* _Directive_: Swap "Goal" for "Objective" in the entries from the start of the records through the line containing "left=79, top=58, right=291, bottom=68". Reproduce only those lines, with everything else left unchanged.

::::::

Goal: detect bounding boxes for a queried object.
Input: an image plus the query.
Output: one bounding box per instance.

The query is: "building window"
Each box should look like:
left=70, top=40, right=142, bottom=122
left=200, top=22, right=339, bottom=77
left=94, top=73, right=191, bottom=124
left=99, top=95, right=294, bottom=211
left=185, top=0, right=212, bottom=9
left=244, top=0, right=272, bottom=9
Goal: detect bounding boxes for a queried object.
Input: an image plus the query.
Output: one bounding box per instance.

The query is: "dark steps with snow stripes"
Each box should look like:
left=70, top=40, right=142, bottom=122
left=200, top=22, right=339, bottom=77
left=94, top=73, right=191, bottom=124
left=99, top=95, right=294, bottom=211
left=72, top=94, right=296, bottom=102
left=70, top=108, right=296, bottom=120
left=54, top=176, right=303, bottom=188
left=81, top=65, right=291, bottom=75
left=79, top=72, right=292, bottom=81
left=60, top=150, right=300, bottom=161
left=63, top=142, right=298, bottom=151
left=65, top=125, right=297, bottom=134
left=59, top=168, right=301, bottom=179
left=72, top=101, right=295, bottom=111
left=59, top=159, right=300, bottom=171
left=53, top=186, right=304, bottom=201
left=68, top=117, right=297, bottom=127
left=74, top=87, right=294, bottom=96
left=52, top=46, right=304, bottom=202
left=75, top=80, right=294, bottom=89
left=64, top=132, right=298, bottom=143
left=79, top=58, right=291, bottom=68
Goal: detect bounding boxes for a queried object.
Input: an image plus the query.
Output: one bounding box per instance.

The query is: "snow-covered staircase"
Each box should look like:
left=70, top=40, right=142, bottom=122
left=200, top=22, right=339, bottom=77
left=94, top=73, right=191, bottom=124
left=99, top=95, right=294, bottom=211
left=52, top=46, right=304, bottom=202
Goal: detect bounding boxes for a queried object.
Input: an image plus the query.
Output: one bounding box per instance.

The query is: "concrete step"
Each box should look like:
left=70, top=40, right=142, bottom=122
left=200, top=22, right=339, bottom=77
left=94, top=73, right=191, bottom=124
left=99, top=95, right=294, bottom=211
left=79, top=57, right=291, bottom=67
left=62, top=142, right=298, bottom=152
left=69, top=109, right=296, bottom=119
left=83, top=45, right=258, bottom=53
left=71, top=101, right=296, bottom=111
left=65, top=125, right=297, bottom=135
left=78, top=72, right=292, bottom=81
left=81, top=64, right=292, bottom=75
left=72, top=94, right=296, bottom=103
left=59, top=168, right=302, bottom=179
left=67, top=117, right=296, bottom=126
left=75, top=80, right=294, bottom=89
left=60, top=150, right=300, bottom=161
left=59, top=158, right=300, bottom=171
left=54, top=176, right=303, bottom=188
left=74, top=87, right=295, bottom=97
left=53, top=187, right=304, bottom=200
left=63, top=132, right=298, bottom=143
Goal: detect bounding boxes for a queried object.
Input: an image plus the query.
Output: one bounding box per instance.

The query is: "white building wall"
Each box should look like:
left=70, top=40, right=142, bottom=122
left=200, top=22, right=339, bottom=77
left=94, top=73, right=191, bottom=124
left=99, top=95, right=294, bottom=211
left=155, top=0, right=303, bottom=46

::::::

* _Exercise output_:
Objective: detect bounding boxes for a queried object.
Input: an image plus the query.
Output: one bounding box per instance.

The query is: "building window"
Each box should look like:
left=70, top=40, right=142, bottom=122
left=200, top=22, right=339, bottom=77
left=94, top=73, right=191, bottom=124
left=99, top=95, right=294, bottom=211
left=185, top=0, right=212, bottom=9
left=244, top=0, right=272, bottom=9
Objective: detect bounding boxes for a queried object.
Input: an image plus the query.
Output: one bounding box per instance.

The query is: "dark steps with snow stripes"
Each box should look like:
left=70, top=40, right=142, bottom=122
left=200, top=22, right=339, bottom=77
left=94, top=73, right=191, bottom=124
left=99, top=95, right=294, bottom=211
left=72, top=94, right=296, bottom=102
left=70, top=108, right=296, bottom=120
left=54, top=176, right=303, bottom=188
left=81, top=65, right=291, bottom=75
left=79, top=72, right=292, bottom=81
left=60, top=150, right=300, bottom=161
left=63, top=142, right=298, bottom=151
left=65, top=125, right=297, bottom=134
left=59, top=168, right=301, bottom=179
left=72, top=101, right=295, bottom=111
left=59, top=159, right=300, bottom=171
left=53, top=186, right=304, bottom=201
left=68, top=117, right=297, bottom=127
left=74, top=87, right=294, bottom=96
left=52, top=46, right=304, bottom=202
left=75, top=80, right=294, bottom=89
left=64, top=132, right=298, bottom=143
left=79, top=58, right=291, bottom=68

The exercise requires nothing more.